'''

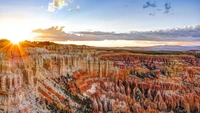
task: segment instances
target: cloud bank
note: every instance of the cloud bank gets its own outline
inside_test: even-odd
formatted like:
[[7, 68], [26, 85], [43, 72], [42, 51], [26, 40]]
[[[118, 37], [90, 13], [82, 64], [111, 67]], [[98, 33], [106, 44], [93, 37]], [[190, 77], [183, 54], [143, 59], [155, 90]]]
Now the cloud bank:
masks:
[[33, 33], [39, 34], [35, 40], [48, 41], [100, 41], [100, 40], [148, 40], [148, 41], [200, 41], [200, 25], [186, 26], [155, 31], [131, 31], [129, 33], [115, 33], [102, 31], [80, 31], [67, 33], [62, 27], [36, 29]]
[[66, 0], [53, 0], [48, 5], [48, 11], [54, 12], [56, 9], [62, 9], [67, 6]]

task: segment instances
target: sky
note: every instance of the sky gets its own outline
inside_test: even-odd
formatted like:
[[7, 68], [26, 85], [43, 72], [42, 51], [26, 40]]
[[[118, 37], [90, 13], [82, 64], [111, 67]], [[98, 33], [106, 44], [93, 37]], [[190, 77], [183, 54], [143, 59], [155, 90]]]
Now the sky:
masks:
[[0, 38], [198, 46], [200, 0], [0, 0]]

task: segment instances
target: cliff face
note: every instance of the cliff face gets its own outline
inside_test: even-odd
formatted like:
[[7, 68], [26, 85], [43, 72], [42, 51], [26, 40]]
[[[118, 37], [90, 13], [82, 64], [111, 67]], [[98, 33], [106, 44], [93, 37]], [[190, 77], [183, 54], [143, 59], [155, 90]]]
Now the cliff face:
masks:
[[43, 44], [1, 49], [0, 113], [200, 112], [198, 58]]

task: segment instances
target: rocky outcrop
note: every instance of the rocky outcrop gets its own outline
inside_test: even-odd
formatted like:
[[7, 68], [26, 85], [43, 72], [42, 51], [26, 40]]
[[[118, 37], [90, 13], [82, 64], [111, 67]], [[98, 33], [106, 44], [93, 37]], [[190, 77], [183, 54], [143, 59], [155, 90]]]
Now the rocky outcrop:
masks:
[[26, 42], [1, 47], [0, 112], [200, 112], [200, 60]]

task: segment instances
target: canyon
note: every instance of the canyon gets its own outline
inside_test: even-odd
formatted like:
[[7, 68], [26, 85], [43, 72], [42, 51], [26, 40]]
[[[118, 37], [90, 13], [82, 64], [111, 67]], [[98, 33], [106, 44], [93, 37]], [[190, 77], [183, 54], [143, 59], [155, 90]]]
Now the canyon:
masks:
[[200, 58], [0, 41], [0, 113], [199, 113]]

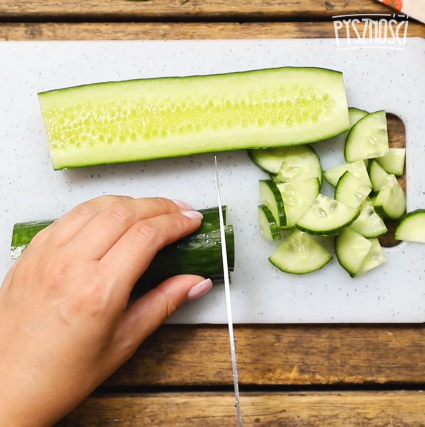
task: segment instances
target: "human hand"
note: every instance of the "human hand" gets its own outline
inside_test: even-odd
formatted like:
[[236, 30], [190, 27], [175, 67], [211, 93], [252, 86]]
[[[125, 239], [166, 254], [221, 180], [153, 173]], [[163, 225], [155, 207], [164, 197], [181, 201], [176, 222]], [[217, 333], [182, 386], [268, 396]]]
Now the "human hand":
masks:
[[50, 426], [209, 279], [171, 278], [126, 307], [156, 253], [194, 231], [183, 202], [105, 196], [39, 233], [0, 288], [1, 425]]

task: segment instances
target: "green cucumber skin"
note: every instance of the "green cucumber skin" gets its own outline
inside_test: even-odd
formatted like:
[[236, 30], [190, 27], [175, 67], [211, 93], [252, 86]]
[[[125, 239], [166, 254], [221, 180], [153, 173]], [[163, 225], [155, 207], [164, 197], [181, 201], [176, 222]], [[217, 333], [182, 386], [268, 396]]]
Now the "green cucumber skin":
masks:
[[[227, 211], [223, 207], [224, 217]], [[189, 236], [160, 251], [140, 279], [144, 286], [152, 286], [172, 276], [197, 274], [213, 280], [215, 284], [223, 281], [223, 259], [220, 235], [218, 208], [199, 210], [204, 216], [198, 229]], [[54, 220], [15, 224], [12, 249], [23, 249], [35, 235]], [[233, 227], [225, 228], [229, 271], [234, 267], [234, 239]]]

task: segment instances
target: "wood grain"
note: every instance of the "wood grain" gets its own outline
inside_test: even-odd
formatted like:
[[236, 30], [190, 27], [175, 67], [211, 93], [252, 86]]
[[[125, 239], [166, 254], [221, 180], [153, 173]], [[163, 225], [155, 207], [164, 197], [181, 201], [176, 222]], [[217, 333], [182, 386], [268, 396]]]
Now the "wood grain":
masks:
[[[235, 425], [230, 393], [92, 397], [60, 427], [223, 427]], [[242, 394], [245, 427], [424, 427], [421, 392]]]
[[330, 17], [349, 13], [392, 13], [393, 10], [371, 0], [310, 0], [303, 7], [299, 0], [2, 0], [0, 18], [83, 17], [164, 19], [254, 19], [293, 17]]

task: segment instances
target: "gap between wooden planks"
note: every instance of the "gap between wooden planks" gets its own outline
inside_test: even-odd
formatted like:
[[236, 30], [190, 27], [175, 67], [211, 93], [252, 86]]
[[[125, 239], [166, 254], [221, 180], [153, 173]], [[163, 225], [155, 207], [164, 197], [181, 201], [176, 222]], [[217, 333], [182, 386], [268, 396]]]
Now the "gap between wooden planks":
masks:
[[[234, 426], [231, 393], [160, 393], [87, 399], [58, 427]], [[242, 394], [244, 427], [424, 427], [425, 393]]]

'''

§ **EXERCISE PROMPT**
Duplicate the listing from its first line down to the line that contains "[[0, 38], [198, 46], [200, 0], [0, 0]]", including both of those lines. Leave the pictures out of your copy.

§ **EXERCISE RESPONSE**
task: segment instances
target: cloud bank
note: every instance of the cloud bank gets its own outline
inside_test: even-odd
formatted like:
[[7, 68], [26, 85], [43, 72], [42, 51], [26, 40]]
[[[118, 37], [90, 13], [82, 64], [111, 67]], [[98, 33], [106, 44], [93, 37]], [[190, 77], [183, 54], [143, 59], [155, 90]]]
Now the cloud bank:
masks:
[[33, 33], [39, 34], [35, 40], [48, 41], [100, 41], [100, 40], [148, 40], [148, 41], [200, 41], [200, 25], [186, 26], [155, 31], [131, 31], [129, 33], [115, 33], [102, 31], [80, 31], [67, 33], [62, 27], [36, 29]]
[[66, 0], [53, 0], [48, 5], [48, 11], [54, 12], [56, 9], [62, 9], [67, 6]]

task: segment instances
target: sky
note: every instance of the sky gets its own outline
inside_test: even-odd
formatted like:
[[7, 68], [26, 85], [43, 72], [42, 51], [26, 40]]
[[[118, 37], [90, 13], [82, 64], [111, 67]], [[98, 33], [106, 44], [93, 37]], [[190, 77], [183, 54], [143, 59], [155, 90]]]
Now the sky:
masks:
[[0, 38], [198, 46], [200, 0], [0, 0]]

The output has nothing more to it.